------ EXTRACTED DATA ------

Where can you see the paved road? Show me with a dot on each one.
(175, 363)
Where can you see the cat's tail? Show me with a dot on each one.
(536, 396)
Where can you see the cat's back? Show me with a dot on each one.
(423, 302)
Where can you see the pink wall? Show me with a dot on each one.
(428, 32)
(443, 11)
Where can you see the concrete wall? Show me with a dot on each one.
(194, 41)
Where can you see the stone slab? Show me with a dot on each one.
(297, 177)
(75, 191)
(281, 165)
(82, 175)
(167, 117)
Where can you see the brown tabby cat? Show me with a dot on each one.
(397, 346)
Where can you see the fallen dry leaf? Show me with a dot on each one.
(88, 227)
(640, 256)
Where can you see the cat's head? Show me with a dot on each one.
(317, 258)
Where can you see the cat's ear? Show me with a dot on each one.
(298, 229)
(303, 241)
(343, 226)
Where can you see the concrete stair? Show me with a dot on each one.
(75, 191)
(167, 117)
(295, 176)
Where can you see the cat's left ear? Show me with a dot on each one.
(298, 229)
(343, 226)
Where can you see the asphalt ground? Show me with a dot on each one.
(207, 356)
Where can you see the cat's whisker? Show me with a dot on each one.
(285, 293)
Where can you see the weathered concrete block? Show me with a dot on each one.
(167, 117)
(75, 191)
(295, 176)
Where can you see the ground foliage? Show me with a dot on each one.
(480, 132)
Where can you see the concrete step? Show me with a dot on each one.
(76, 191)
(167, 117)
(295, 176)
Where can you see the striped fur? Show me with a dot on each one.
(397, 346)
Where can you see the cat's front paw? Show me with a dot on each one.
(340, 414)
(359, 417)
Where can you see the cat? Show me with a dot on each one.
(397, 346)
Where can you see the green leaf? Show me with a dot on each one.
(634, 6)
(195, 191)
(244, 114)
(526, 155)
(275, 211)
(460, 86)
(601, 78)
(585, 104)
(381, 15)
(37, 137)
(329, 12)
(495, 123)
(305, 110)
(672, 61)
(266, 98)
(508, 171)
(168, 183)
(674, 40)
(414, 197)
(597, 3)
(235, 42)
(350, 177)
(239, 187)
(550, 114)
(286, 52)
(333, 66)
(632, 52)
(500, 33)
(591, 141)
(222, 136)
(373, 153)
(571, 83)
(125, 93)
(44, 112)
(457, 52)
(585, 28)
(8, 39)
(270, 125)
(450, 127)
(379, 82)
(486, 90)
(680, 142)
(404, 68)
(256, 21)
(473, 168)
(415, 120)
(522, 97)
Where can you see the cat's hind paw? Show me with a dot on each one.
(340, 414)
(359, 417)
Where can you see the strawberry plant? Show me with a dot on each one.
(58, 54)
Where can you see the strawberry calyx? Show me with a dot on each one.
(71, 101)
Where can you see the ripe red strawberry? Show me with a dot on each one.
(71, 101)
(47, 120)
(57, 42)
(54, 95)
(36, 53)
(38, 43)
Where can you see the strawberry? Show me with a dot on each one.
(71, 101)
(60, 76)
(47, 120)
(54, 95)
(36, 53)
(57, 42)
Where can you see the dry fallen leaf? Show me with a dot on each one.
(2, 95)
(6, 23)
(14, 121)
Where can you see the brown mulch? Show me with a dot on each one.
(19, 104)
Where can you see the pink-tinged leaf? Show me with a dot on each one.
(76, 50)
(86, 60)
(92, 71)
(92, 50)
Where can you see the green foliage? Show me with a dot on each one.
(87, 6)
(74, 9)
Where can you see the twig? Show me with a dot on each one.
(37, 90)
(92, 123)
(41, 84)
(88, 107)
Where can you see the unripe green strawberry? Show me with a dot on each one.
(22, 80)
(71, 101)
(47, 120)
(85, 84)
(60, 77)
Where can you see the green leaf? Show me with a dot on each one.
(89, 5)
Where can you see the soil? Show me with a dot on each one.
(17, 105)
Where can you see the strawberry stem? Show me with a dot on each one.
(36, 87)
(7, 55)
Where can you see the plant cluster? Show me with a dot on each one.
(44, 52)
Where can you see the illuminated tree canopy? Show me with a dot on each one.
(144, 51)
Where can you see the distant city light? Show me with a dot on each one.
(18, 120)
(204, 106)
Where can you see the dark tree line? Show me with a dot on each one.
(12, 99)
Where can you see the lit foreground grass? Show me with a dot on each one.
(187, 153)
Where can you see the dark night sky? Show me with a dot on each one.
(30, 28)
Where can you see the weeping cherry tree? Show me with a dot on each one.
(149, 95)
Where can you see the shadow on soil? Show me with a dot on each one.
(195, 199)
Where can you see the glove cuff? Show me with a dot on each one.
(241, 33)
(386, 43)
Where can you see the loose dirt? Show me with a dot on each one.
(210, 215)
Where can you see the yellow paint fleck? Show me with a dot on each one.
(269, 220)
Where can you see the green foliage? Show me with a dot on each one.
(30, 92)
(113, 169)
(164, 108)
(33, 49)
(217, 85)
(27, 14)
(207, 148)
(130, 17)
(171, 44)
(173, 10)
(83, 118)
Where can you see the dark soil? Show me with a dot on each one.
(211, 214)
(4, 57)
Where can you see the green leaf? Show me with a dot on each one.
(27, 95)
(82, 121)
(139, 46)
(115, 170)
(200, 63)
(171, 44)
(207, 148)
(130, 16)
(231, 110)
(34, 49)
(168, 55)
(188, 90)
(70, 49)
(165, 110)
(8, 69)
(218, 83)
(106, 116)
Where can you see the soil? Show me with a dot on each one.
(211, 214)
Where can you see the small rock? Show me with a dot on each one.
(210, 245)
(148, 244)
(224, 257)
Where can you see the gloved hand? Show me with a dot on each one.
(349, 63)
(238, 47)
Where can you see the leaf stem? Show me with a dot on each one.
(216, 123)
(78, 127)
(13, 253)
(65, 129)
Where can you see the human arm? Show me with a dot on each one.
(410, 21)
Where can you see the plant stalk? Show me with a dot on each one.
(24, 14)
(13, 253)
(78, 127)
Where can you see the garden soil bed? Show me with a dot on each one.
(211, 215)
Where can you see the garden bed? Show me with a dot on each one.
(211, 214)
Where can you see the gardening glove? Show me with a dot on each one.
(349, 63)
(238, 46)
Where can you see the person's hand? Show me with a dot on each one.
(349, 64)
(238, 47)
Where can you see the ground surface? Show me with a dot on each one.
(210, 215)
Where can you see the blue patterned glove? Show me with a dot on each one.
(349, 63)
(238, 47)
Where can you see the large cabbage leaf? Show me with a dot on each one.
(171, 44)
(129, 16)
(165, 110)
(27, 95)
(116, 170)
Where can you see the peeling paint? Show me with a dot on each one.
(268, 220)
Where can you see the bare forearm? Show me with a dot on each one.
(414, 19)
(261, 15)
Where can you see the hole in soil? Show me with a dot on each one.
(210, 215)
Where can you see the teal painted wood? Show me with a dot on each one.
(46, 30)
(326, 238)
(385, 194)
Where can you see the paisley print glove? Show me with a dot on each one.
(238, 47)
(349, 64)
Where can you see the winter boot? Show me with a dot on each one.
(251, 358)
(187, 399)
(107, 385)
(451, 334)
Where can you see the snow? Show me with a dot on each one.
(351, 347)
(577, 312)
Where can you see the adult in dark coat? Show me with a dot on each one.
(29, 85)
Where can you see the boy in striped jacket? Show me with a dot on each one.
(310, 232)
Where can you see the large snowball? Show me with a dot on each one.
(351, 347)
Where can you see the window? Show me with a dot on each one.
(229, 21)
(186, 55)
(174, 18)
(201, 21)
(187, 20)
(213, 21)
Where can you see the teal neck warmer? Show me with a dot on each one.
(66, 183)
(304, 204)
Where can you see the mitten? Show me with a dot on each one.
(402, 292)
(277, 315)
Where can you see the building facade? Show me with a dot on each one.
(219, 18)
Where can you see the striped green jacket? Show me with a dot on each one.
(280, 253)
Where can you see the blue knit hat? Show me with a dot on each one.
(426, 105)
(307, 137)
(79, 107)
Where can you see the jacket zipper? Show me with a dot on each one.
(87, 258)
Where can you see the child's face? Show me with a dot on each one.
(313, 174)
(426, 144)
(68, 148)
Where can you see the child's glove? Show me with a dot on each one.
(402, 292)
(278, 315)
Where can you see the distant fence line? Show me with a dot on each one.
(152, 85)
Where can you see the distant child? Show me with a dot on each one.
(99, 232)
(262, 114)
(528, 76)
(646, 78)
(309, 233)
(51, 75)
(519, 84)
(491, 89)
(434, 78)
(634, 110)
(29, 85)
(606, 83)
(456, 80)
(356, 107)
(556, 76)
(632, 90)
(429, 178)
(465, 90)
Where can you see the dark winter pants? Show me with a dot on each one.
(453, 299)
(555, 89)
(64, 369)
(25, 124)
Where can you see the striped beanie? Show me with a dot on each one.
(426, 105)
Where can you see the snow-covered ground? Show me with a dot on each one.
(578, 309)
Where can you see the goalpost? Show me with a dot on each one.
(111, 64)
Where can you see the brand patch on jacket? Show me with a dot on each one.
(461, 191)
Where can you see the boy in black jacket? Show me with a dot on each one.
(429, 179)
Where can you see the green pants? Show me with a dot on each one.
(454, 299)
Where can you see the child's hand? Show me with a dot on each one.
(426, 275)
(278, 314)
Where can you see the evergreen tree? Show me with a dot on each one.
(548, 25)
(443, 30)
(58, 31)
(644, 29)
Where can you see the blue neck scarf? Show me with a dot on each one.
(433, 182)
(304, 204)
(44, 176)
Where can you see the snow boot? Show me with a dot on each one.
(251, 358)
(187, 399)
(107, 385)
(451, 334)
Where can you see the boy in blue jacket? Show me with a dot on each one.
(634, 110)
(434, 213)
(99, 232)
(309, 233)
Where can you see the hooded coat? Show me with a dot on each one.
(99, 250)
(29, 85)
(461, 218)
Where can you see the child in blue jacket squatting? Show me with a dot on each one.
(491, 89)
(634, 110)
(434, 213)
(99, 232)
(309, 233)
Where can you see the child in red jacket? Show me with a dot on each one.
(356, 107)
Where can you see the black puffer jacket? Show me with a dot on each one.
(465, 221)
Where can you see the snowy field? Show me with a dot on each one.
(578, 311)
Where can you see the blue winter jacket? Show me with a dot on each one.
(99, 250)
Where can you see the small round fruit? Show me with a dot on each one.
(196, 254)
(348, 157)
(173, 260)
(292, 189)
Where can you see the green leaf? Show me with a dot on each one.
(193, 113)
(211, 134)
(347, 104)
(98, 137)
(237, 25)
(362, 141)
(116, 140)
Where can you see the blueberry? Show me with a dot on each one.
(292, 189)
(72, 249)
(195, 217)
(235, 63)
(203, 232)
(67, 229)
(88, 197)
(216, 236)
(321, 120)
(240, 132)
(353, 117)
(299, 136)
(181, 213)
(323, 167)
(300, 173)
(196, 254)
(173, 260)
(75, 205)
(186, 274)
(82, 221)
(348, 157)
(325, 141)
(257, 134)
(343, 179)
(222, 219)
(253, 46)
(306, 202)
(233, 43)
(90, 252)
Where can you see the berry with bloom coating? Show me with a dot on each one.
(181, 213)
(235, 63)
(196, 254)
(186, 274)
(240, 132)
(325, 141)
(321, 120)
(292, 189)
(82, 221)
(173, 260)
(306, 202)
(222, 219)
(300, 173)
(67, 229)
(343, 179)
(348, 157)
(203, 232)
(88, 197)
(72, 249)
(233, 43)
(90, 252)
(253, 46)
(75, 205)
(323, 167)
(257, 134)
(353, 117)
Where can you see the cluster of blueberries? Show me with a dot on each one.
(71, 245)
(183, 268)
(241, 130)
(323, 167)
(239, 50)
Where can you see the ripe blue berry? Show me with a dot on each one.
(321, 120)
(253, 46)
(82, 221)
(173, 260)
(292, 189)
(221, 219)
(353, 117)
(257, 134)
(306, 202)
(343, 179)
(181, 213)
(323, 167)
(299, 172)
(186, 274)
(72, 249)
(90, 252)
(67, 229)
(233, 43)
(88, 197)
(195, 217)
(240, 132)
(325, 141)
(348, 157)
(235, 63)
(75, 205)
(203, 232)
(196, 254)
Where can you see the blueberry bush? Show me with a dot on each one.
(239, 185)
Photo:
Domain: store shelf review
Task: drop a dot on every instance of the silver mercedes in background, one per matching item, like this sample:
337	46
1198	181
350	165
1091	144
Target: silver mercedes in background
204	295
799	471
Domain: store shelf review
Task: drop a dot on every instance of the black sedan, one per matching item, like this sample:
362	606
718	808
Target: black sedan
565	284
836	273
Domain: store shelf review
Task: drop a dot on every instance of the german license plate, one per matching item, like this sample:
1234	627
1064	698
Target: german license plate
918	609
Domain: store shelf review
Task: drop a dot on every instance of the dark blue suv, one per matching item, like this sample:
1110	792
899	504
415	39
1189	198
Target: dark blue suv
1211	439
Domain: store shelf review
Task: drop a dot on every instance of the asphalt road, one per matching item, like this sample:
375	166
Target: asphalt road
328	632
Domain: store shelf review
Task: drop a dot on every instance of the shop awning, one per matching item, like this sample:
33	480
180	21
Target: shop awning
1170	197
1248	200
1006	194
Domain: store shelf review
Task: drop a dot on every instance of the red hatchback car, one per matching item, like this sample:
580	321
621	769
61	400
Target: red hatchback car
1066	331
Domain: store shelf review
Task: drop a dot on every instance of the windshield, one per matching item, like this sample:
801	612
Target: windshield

------

▸ ACTIVITY: Give the number of lines in the listing that hold "drop", with no other words.

▸ EXERCISE ANSWER: 8